How many lines of the material below contain the string "image", matching case exactly? Reply with the number alone.
________________
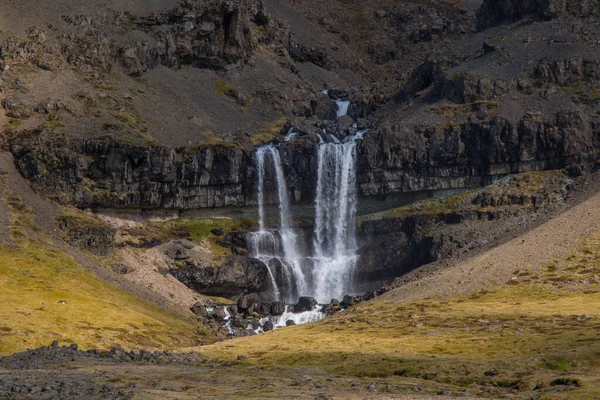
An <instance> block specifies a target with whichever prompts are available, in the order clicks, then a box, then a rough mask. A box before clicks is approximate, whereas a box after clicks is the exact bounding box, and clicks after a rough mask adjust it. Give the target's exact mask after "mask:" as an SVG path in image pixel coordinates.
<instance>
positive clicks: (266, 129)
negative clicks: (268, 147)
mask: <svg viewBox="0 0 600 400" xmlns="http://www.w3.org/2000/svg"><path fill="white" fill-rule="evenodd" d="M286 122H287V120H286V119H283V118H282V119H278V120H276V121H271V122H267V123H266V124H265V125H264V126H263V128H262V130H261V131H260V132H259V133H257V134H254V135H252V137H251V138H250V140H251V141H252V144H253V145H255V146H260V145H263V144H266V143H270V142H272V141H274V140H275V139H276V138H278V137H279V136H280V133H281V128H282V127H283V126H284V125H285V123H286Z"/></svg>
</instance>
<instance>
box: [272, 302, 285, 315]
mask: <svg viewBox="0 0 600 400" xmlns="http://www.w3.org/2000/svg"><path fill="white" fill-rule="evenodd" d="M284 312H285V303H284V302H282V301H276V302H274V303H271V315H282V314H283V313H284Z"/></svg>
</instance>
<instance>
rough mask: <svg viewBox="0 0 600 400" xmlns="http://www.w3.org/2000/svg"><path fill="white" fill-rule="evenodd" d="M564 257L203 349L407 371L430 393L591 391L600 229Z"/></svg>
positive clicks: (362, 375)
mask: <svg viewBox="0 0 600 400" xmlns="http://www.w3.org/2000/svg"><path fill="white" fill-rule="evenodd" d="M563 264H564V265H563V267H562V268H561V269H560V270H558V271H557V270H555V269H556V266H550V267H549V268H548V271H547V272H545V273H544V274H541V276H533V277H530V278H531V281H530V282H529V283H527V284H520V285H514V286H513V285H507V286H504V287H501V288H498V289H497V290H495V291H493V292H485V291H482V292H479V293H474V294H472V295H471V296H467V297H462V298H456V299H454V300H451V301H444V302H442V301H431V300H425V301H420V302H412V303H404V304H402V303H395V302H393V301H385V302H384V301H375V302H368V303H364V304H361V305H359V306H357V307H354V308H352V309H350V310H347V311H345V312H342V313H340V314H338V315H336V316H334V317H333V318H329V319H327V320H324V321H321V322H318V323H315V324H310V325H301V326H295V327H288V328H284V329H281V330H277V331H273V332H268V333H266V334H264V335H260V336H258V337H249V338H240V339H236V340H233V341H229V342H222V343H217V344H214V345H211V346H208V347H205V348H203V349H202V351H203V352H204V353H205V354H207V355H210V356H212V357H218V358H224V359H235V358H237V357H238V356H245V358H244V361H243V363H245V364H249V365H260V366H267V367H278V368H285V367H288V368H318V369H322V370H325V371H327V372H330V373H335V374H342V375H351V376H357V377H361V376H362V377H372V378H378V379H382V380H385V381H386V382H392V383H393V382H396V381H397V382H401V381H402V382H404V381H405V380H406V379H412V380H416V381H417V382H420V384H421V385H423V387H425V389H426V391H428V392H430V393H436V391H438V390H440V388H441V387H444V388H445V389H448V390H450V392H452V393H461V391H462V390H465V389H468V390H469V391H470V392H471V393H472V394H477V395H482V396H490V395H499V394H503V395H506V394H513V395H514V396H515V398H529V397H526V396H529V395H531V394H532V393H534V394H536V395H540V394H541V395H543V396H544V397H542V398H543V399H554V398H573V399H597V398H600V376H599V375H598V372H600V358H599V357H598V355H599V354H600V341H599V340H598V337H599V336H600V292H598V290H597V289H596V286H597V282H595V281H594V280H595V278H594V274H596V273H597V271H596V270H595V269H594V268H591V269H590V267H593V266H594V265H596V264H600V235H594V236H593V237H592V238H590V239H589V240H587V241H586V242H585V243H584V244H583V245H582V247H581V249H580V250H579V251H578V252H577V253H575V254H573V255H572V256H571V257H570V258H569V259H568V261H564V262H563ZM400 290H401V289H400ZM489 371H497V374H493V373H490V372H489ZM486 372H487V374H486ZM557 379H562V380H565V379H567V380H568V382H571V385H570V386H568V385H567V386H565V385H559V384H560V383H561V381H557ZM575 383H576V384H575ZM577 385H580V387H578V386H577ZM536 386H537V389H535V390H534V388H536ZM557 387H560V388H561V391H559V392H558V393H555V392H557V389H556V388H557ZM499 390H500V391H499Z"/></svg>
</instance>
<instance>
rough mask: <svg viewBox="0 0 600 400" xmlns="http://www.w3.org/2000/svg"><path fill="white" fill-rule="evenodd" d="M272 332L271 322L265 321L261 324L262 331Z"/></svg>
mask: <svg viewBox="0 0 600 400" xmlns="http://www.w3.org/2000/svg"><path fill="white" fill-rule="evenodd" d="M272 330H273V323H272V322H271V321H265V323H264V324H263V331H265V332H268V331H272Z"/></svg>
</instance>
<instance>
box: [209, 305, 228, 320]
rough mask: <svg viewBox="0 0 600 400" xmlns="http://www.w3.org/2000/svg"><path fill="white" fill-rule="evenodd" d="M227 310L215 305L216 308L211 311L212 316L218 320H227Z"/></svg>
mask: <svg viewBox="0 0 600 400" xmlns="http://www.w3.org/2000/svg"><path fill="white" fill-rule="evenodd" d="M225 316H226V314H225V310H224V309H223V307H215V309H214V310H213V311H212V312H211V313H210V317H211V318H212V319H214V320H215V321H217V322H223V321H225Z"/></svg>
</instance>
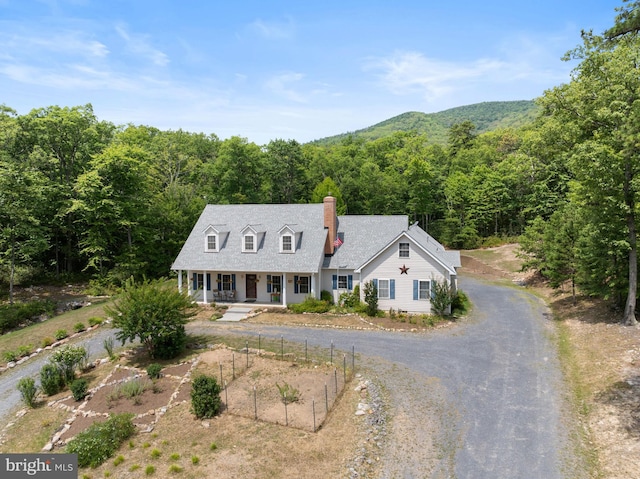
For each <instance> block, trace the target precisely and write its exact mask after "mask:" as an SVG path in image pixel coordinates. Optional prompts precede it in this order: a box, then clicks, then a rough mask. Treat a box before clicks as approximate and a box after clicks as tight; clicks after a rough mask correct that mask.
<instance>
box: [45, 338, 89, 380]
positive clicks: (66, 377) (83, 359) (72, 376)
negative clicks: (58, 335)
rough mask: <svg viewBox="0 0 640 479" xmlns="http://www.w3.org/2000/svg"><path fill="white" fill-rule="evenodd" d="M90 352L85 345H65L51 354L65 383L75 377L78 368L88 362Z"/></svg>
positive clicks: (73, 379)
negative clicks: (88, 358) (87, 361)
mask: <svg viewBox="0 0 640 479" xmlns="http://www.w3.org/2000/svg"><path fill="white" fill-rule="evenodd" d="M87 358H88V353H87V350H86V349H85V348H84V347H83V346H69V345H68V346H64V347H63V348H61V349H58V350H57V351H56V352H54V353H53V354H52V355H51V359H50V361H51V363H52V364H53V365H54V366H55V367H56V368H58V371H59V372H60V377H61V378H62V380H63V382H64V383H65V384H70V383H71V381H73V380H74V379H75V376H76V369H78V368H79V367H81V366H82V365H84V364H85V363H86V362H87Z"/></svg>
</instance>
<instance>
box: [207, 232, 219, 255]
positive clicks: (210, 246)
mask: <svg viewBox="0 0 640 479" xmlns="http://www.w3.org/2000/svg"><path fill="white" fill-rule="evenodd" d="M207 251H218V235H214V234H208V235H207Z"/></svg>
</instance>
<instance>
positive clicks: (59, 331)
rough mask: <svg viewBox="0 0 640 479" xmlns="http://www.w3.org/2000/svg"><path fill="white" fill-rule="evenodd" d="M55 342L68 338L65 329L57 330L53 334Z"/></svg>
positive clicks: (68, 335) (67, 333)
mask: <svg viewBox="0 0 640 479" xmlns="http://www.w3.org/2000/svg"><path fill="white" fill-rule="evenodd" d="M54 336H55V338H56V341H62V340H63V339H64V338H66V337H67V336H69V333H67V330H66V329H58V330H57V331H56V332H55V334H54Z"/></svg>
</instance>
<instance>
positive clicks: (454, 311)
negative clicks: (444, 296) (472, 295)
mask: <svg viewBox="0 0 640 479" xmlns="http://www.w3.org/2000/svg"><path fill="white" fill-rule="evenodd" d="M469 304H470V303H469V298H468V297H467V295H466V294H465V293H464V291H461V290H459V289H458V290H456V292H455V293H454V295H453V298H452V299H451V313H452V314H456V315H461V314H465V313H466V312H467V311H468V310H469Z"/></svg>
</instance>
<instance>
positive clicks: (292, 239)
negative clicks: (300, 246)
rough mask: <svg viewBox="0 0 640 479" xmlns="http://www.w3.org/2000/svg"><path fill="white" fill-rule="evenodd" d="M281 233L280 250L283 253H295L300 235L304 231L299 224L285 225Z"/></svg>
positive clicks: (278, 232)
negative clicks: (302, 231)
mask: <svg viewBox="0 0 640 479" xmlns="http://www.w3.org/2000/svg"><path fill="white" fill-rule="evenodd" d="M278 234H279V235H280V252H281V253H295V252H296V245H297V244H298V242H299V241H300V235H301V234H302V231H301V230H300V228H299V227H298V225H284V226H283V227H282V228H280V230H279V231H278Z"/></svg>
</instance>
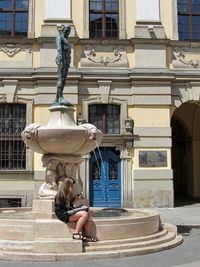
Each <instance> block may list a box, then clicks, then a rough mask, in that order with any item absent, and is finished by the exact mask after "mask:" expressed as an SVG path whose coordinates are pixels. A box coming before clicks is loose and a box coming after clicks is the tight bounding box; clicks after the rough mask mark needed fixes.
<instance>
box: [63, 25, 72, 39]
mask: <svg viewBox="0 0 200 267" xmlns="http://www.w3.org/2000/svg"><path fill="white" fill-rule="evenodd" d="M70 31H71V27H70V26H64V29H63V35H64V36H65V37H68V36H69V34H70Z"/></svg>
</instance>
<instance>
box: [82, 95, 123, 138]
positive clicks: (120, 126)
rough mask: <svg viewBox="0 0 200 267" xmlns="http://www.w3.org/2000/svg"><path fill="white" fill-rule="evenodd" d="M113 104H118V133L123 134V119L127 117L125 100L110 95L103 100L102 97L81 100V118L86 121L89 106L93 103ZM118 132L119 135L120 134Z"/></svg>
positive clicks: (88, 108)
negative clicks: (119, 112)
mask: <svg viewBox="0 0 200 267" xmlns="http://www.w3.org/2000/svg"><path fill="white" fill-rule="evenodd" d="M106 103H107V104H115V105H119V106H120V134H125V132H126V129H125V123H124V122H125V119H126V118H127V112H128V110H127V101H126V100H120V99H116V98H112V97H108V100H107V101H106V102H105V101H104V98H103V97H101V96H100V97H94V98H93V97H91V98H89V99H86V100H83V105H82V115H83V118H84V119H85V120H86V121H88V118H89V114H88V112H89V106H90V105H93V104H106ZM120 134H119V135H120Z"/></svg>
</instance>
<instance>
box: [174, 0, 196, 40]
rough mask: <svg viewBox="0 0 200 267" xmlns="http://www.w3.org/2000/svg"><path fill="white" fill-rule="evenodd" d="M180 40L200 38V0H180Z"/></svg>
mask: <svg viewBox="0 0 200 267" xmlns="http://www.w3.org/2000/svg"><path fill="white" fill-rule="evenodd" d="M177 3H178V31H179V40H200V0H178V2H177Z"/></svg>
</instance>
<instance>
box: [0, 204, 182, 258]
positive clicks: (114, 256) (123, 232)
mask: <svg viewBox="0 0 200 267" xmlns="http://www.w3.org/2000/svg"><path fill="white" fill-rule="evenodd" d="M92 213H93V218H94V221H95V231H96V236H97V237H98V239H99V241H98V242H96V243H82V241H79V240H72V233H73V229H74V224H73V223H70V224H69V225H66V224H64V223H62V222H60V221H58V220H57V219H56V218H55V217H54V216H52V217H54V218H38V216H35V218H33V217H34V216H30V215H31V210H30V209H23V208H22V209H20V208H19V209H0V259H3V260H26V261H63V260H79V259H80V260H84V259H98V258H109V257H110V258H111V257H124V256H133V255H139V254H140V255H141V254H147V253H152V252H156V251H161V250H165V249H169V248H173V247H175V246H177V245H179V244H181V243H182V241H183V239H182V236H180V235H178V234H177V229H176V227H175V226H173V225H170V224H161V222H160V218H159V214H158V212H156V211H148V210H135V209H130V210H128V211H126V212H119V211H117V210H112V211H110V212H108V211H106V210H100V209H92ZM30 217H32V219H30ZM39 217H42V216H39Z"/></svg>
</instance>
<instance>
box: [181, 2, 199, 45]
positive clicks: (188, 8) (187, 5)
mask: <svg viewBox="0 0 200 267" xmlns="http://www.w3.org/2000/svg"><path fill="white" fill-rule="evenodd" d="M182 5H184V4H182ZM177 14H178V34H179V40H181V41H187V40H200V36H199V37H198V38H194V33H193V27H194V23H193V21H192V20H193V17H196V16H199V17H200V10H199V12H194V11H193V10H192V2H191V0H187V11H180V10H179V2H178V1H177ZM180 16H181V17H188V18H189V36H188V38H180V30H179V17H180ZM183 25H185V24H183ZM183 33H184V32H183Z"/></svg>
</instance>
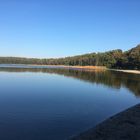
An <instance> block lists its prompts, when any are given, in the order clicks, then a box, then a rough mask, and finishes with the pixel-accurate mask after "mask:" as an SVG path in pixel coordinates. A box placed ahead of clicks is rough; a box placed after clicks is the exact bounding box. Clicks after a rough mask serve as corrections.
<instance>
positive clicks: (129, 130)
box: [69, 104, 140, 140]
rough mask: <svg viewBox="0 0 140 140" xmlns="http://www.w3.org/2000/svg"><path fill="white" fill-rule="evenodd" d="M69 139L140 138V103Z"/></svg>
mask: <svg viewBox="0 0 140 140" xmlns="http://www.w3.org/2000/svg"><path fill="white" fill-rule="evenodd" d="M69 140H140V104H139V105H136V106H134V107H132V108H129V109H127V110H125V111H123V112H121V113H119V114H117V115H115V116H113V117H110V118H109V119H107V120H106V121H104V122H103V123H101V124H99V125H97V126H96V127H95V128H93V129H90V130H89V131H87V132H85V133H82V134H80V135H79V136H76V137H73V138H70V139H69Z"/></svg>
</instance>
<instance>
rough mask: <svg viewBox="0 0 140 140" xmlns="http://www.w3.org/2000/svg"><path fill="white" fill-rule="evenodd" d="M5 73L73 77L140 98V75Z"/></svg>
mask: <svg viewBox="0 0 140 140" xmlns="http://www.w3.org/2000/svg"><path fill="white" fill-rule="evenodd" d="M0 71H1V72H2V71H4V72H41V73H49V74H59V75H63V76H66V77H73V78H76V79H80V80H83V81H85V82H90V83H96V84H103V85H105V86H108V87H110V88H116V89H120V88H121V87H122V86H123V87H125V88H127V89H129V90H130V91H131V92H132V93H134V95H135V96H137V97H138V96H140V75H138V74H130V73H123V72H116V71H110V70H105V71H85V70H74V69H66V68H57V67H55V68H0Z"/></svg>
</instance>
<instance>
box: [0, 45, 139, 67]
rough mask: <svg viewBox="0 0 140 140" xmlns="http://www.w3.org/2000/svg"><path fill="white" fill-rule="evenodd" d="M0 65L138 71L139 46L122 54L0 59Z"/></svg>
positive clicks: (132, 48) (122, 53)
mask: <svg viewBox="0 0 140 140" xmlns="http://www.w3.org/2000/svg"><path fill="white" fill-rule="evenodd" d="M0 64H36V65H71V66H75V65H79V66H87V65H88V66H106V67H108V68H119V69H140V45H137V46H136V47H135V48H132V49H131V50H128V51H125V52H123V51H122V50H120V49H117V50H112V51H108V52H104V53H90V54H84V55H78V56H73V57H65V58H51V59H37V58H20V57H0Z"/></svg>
________________
* [Solved problem]: 2